- Testo estratto -

A cura di Alberto Pelissero

Edizioni Il leone verde

Pag. 180 - Prezzo € 13,43

 

 

 
 

 

Arjuna

e l'uomo della montagna

(dal Mahabharata)

 

Tra gli eroi e gli dèi dell'India, Arjuna e Siva sono forse in Occidente i più famosi. Il campione di cavalleresco valore, il guerriero pensoso della Bhagavad-gita, malinconico sopra le contraddizioni del destino umano, e l'inquietante sovrano divino dell'ascesi e dell'eros, il cosmico danzatore della costruzione e dell'annientamento del mondo... Queste due figure vivono di autonoma esistenza anche nell'immaginario extra-indiano; non troppo lontane - per una volta - dalla loro originaria consistenza e natura.

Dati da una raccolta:
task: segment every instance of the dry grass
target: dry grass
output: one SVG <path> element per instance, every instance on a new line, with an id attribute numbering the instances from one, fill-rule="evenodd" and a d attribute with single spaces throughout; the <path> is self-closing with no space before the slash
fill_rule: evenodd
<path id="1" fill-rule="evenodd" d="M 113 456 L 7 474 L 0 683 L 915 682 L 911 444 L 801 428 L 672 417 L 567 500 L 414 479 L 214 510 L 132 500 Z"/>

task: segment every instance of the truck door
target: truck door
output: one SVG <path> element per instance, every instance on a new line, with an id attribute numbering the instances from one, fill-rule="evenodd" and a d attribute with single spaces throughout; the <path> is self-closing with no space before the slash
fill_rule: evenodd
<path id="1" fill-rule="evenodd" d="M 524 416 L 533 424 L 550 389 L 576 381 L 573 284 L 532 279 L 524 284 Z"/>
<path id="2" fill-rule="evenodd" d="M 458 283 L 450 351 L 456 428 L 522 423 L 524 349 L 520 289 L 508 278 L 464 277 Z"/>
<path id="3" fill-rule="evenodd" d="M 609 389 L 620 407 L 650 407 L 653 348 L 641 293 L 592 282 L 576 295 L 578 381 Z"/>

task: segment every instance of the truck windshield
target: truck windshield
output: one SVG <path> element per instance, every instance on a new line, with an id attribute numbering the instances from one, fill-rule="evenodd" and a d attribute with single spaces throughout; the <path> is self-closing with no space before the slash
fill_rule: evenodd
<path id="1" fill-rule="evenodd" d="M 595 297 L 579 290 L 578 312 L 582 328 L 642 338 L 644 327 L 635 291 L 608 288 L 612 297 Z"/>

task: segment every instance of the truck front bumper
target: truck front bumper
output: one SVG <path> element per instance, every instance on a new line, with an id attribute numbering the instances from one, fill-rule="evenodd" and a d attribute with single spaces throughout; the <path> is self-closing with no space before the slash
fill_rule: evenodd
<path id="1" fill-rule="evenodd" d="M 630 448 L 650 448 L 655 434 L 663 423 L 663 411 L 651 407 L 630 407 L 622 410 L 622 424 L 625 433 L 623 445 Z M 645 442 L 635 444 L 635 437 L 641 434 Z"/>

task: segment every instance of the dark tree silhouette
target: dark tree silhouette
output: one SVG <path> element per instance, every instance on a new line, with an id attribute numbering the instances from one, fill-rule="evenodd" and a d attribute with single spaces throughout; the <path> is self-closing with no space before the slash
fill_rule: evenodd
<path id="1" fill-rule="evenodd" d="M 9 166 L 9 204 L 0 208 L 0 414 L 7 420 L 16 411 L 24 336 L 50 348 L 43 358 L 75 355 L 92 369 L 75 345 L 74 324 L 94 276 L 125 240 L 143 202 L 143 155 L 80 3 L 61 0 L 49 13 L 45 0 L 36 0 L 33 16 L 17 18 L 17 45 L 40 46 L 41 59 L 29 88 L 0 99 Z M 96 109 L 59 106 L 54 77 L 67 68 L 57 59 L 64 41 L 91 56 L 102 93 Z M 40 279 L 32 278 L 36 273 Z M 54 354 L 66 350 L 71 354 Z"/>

- Serie di esercizi -
(1) Rispondi in base al testo su Arjuna:
(a) Chi ha curato il volume?
(b) Da quale opera è tratto il racconto?
(c) Quante pagine conta il volume?
(2) Ricopia dal testo su Arjuna il passo compreso tra "e l'uomo della" e "consistenza e natura.", estremi inclusi.

- Risposte in ordine -
(1)
(a) Alberto Pelissero.
(b) Dal Mahabharata.
(c) 180.

(2)
e l'uomo della montagna

(dal Mahabharata)

 

Tra gli eroi e gli dèi dell'India, Arjuna e Siva sono forse in Occidente i più famosi. Il campione di cavalleresco valore, il guerriero pensoso della Bhagavad-gita, malinconico sopra le contraddizioni del destino umano, e l'inquietante sovrano divino dell'ascesi e dell'eros, il cosmico danzatore della costruzione e dell'annientamento del mondo... Queste due figure vivono di autonoma esistenza anche nell'immaginario extra-indiano; non troppo lontane - per una volta - dalla loro originaria consistenza e natura.